**Selection**:
Mexico’s Supreme Court of Justice sets precedent on the human right to water and sanitation in Reynoso case


Mexico, Federal District, December 5,

• For the first time the Court establishes that the human
right to water is violated if a person receives less than 100 liters a day
• The Court finds
for the right to sanitation and defines the right according to international
human rights law

OnWednesday, November 26, the Supreme Court of Justice of Mexico issued its
judgment in the Lidia Velazquez Reynoso case (Case No. 49/2014), determining
that the constitutional and international obligations for the human right to
water requires that each person receive “sufficient” water: 50-100 liters per
person per day. The decision followed international standards set by the World
Health Organization, the United Nations, and best practices. The Court also
found that each person has a right to sanitation.

**Extracted data**:
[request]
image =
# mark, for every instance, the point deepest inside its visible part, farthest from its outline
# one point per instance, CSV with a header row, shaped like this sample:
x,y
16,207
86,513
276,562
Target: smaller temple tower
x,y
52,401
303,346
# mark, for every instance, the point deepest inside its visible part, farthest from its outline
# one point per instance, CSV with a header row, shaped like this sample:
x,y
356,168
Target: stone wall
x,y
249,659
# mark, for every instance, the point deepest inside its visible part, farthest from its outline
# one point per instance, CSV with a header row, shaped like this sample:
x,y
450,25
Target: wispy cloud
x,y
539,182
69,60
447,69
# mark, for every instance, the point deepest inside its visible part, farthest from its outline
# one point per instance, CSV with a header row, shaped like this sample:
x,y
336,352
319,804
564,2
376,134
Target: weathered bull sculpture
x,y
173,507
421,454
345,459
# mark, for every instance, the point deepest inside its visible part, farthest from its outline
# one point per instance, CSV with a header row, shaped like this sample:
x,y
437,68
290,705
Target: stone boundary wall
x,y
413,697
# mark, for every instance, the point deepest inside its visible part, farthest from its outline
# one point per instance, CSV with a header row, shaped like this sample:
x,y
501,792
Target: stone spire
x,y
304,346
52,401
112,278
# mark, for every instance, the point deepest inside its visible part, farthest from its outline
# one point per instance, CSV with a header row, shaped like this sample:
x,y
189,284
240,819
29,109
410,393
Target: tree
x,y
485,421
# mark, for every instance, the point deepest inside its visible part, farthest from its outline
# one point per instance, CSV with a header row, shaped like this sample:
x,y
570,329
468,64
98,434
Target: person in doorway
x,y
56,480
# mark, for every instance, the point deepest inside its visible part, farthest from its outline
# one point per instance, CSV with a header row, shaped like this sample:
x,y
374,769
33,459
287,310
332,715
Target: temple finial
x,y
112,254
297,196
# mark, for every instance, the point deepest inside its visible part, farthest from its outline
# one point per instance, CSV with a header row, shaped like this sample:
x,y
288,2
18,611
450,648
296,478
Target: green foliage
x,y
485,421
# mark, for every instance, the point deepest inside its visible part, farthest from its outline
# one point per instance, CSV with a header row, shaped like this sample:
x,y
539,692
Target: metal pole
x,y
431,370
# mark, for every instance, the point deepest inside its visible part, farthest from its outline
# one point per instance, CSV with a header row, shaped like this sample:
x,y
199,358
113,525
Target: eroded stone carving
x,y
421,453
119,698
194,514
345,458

**What is asked**:
Answer these from the press release on the Mexican water ruling above:
(a) Below what daily amount per person does the Court say the human right to water is violated?
(b) What case number does the release give for the Lidia Velazquez Reynoso case?
(c) Which two organizations' international standards did the decision follow?

**Answer for the task**:
(a) 100 liters a day.
(b) Case No. 49/2014.
(c) The World Health Organization and the United Nations.